══ Entries provided ══

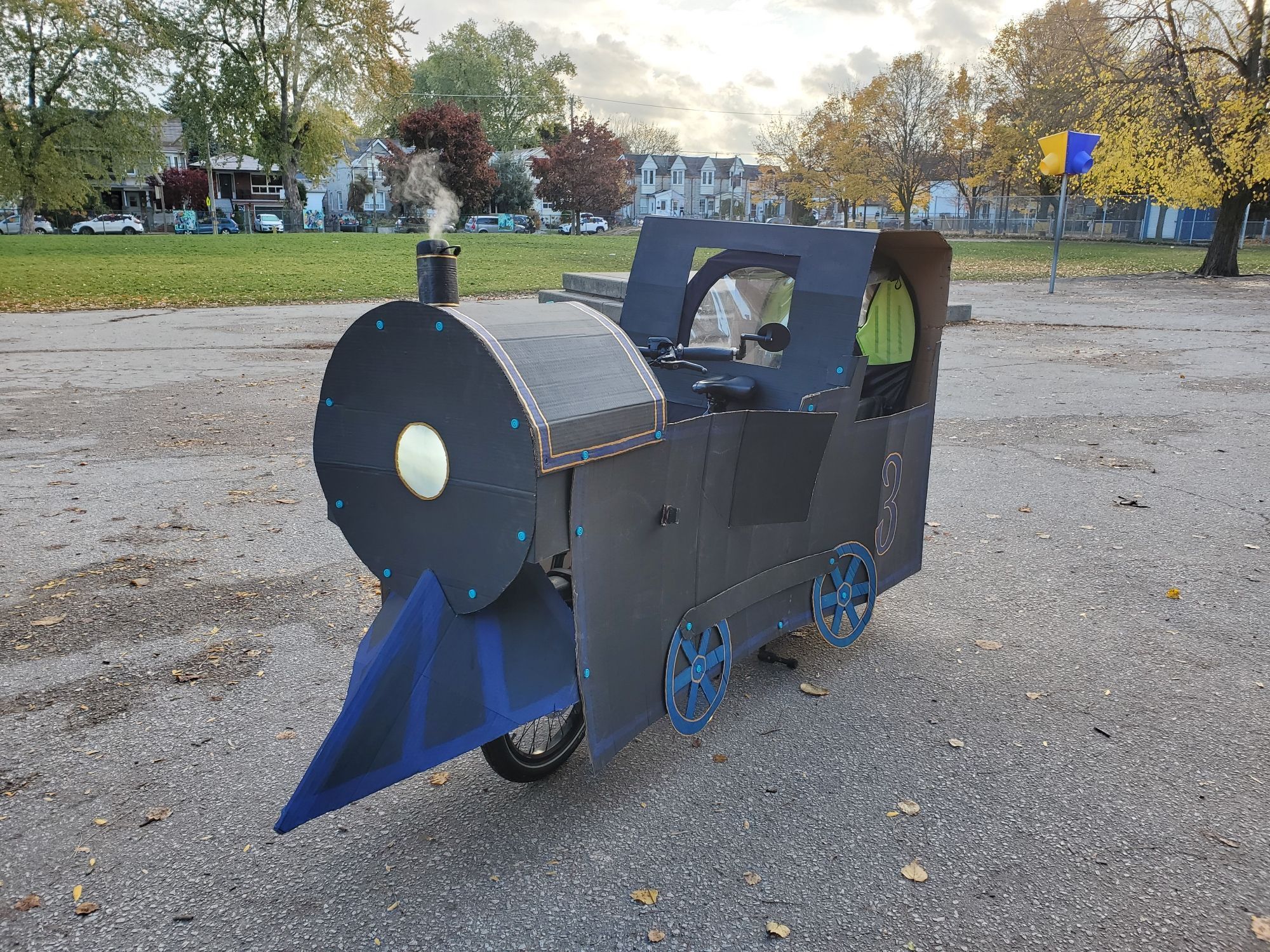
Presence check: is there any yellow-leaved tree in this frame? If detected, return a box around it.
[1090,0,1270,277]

═══
══ Entries provided ══

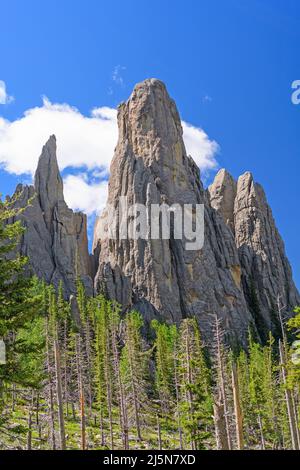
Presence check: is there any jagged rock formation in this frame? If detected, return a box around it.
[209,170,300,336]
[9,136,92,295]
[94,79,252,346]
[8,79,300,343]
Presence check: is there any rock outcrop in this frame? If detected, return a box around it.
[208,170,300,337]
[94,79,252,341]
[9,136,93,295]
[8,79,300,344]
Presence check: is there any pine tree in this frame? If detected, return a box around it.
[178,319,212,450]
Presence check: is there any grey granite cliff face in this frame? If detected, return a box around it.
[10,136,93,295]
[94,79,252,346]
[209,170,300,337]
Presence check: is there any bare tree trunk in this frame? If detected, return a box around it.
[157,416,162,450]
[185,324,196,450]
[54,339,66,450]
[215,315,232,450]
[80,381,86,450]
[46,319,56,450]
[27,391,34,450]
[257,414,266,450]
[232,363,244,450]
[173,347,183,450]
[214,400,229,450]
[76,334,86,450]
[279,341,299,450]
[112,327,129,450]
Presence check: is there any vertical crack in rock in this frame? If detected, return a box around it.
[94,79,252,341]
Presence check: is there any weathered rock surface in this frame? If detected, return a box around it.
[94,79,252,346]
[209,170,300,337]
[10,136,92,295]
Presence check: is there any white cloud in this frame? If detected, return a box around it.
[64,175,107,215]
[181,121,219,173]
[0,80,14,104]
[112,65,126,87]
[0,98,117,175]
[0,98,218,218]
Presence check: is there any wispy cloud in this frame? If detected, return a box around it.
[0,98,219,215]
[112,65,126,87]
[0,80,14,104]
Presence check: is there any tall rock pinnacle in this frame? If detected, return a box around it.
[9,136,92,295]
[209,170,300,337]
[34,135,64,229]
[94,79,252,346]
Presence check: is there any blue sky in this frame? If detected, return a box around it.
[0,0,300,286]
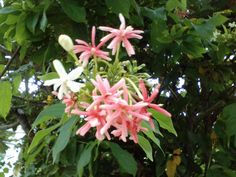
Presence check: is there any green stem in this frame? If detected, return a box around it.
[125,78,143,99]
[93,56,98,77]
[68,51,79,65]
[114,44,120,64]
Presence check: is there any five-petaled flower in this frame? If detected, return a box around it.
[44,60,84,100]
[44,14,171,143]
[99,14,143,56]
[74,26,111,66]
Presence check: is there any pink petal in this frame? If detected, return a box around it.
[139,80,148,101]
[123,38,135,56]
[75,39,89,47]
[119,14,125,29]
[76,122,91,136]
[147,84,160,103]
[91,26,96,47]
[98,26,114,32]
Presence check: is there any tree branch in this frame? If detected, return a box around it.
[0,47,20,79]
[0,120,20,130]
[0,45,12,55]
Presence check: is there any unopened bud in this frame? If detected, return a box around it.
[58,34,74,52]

═══

Copy the records above line for line, beginning at the line that has "Presence check: is there any white" and stopping after the line that has "[0,0,300,286]".

Presence check: is there any white cloud in this frame? If detected, return a box around it.
[64,175,107,215]
[181,121,219,173]
[0,80,14,104]
[112,65,126,87]
[0,98,117,175]
[0,98,218,218]
Presence check: is there any wispy cloud in this frame? If detected, return a box around it.
[0,98,219,215]
[112,65,126,87]
[0,80,14,104]
Presence check: is there any tall rock pinnacle in this frame? If detected, return a box around it.
[9,136,92,295]
[209,170,300,337]
[34,135,64,229]
[94,79,252,346]
Presence check: is there any blue sky in this frame? If detected, return a box around it.
[0,0,300,286]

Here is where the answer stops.